-------- Material shown --------

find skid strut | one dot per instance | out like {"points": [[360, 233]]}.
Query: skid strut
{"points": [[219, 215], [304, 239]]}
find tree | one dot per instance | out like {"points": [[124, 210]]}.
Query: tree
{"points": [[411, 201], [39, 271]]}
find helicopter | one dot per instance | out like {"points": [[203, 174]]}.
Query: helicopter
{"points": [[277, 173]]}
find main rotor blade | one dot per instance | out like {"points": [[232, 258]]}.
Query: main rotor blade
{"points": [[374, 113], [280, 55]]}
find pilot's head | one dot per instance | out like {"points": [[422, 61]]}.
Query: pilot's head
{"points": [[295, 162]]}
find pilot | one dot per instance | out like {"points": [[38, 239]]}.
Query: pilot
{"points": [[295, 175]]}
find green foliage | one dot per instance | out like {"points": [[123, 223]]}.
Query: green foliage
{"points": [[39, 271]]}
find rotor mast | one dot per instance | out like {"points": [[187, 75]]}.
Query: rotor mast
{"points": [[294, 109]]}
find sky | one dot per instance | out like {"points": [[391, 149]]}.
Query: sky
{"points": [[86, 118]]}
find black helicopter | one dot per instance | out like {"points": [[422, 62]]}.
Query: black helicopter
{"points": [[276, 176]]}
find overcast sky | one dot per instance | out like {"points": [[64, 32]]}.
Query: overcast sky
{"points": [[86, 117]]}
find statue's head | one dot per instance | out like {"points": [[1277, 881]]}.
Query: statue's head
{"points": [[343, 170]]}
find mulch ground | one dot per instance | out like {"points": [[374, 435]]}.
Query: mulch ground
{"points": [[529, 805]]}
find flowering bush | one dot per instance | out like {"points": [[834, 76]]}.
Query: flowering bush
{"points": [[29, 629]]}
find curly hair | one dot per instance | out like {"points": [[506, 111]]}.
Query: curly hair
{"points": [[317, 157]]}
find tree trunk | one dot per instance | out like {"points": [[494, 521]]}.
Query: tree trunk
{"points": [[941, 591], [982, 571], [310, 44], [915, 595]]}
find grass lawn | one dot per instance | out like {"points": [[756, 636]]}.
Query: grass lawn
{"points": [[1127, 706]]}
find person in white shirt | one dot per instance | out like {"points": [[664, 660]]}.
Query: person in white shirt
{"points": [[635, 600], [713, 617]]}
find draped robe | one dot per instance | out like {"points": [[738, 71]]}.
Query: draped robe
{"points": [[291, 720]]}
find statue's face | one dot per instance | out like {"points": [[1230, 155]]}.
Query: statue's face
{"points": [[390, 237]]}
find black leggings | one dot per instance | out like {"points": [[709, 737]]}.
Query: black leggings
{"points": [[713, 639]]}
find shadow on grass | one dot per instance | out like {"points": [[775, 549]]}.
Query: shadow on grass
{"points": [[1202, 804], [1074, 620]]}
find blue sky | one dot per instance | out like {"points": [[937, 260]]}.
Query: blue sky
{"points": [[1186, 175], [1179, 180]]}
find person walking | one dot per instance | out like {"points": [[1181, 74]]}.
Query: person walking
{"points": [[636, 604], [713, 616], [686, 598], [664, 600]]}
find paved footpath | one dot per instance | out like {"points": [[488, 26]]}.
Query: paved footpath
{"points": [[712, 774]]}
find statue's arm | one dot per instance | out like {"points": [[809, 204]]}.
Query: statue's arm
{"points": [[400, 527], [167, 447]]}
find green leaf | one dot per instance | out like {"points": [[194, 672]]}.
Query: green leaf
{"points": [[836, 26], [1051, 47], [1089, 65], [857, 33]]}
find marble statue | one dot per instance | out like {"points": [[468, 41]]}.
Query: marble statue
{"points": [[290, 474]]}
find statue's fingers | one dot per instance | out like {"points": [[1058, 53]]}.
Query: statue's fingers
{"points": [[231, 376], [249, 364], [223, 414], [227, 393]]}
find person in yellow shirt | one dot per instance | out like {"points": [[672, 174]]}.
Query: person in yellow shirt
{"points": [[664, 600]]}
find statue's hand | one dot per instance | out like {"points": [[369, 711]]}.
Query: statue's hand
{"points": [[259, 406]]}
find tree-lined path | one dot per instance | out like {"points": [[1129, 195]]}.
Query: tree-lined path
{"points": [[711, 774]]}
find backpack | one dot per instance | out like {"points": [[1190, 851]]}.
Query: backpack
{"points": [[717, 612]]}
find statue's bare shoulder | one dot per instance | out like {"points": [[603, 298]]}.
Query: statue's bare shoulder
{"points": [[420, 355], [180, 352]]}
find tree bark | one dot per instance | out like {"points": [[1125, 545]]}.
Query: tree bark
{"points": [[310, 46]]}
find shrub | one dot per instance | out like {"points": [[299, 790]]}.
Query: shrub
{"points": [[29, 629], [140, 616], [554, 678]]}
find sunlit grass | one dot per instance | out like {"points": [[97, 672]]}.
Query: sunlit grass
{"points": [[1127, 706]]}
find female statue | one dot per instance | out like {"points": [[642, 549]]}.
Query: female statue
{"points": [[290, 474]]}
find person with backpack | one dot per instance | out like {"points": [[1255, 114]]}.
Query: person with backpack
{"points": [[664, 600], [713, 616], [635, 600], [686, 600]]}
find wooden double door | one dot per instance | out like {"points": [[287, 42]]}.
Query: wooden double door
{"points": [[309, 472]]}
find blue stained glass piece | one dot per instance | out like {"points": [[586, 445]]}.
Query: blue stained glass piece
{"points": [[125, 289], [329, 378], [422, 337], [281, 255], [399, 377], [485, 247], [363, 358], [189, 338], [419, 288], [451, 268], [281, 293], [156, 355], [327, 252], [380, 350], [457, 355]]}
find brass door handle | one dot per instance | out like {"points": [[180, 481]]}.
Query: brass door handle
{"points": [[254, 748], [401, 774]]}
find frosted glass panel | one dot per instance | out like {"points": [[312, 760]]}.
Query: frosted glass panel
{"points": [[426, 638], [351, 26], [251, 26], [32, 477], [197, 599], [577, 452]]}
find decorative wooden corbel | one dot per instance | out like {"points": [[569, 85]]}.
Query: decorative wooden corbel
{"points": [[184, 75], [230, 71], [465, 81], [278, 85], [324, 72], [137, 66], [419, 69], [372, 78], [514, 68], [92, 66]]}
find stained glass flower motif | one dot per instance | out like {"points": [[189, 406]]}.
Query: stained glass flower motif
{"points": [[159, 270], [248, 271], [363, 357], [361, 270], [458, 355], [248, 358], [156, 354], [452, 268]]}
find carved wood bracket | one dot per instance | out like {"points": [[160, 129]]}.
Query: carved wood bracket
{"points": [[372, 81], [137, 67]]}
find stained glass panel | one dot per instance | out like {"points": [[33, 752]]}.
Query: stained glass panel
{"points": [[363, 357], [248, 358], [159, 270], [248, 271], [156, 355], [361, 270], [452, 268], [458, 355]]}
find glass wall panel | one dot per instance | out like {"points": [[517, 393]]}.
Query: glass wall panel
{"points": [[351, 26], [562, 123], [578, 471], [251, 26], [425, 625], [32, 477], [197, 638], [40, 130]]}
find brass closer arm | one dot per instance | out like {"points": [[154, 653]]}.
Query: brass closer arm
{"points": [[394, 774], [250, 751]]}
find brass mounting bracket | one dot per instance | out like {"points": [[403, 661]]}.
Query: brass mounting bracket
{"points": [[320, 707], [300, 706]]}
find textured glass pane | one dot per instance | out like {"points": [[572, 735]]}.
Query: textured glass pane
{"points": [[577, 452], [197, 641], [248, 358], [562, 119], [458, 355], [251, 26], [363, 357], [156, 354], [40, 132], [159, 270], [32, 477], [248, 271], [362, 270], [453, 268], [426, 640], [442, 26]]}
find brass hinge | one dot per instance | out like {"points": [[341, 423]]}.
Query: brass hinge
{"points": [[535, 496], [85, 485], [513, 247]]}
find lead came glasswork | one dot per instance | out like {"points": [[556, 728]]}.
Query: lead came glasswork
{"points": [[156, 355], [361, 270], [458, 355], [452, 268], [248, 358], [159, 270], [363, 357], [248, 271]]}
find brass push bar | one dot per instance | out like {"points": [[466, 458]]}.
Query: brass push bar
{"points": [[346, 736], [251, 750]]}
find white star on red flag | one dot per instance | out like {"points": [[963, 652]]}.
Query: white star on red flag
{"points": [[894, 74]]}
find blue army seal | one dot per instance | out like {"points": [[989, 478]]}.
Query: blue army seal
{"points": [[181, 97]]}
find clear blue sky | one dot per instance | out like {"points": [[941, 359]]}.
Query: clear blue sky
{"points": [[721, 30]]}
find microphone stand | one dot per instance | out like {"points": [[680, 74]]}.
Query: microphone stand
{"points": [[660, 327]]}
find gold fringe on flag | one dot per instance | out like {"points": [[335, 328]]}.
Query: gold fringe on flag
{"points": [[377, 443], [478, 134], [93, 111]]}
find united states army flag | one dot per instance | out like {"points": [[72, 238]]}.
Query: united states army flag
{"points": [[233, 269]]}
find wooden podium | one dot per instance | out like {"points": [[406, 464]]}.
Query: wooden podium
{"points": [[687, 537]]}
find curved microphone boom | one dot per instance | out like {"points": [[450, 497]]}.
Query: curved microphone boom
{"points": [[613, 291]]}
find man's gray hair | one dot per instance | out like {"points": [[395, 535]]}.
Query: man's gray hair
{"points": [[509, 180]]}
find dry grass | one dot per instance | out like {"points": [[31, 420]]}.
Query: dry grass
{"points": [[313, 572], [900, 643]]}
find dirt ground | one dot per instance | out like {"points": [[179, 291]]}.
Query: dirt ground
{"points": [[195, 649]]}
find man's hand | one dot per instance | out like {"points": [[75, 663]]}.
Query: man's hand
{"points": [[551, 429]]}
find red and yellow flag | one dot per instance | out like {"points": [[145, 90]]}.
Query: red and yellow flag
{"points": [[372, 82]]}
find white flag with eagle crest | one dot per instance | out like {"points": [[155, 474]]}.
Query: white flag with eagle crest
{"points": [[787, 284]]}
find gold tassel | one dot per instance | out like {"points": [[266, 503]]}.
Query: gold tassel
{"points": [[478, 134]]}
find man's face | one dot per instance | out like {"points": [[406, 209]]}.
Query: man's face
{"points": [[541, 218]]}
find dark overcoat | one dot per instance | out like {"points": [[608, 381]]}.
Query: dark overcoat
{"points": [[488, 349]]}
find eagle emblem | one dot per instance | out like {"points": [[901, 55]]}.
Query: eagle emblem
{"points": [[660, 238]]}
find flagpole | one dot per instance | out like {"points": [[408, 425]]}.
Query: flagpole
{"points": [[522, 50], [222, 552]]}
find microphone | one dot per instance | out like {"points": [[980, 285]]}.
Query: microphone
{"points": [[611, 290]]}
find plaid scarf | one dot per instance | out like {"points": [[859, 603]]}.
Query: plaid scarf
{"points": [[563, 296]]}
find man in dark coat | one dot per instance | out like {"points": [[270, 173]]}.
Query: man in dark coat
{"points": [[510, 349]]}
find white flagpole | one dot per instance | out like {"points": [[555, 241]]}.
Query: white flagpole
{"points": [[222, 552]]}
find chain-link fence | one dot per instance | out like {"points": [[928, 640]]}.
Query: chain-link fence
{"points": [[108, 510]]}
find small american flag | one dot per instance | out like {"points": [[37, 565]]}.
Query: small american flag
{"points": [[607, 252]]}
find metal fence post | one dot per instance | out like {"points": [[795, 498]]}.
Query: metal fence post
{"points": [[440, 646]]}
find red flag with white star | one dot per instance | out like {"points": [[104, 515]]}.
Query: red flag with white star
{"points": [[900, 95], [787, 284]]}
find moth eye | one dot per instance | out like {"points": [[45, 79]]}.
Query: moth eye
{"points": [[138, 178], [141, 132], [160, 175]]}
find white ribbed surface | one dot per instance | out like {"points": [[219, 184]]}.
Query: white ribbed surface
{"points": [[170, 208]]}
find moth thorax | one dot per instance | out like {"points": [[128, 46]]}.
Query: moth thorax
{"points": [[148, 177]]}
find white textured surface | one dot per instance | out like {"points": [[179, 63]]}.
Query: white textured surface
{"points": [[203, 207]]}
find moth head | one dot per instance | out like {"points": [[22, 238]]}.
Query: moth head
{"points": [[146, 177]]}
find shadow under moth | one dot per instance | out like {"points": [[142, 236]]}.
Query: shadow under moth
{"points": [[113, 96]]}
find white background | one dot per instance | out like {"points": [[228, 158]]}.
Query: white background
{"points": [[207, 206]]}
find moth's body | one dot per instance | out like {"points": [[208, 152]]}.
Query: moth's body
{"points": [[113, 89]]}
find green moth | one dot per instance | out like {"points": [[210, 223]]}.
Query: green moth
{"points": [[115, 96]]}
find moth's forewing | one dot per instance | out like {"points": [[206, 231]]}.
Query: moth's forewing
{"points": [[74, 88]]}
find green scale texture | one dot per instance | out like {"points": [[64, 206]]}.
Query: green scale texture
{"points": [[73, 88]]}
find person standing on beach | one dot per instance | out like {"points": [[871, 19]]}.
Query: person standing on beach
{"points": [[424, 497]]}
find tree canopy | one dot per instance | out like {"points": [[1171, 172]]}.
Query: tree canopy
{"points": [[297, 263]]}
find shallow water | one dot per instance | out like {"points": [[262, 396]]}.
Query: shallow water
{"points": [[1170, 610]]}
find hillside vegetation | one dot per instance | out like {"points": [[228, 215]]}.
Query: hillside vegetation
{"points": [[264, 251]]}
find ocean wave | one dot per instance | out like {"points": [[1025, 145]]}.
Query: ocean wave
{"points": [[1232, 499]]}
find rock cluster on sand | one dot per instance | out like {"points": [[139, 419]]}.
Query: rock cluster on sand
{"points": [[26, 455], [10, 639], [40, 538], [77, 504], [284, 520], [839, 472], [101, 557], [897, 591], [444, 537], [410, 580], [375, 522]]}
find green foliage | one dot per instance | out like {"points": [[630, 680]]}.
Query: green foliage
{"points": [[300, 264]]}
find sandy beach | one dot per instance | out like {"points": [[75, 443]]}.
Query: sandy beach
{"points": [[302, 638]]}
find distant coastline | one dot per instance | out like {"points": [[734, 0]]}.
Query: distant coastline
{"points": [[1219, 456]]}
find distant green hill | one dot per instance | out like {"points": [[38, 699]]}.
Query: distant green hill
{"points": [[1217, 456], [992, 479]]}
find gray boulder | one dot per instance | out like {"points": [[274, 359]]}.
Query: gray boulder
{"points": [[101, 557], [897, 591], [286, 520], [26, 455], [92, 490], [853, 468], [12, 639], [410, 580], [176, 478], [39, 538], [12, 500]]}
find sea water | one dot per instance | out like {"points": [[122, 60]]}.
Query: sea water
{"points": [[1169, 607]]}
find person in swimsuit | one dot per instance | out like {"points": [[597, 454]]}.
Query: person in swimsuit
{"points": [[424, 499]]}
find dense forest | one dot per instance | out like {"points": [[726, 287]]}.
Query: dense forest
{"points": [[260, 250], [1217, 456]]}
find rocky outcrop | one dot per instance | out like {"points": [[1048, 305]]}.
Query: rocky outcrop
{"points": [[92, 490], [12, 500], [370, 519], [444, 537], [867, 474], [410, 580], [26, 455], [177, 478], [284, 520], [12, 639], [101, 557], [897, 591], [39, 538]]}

--------

▸ What is being asked:
There is a run of lines above from the one with "find brass mounting" to the one with "find textured glass"; print exactly that run, both ends included, and nothing else.

▸ Solution to this task:
find brass mounting bracket | one dot per instance | out like {"points": [[403, 661]]}.
Query: brass mounting bracket
{"points": [[320, 707], [300, 706]]}
find textured glass pane | one dot per instance | out like {"points": [[572, 735]]}.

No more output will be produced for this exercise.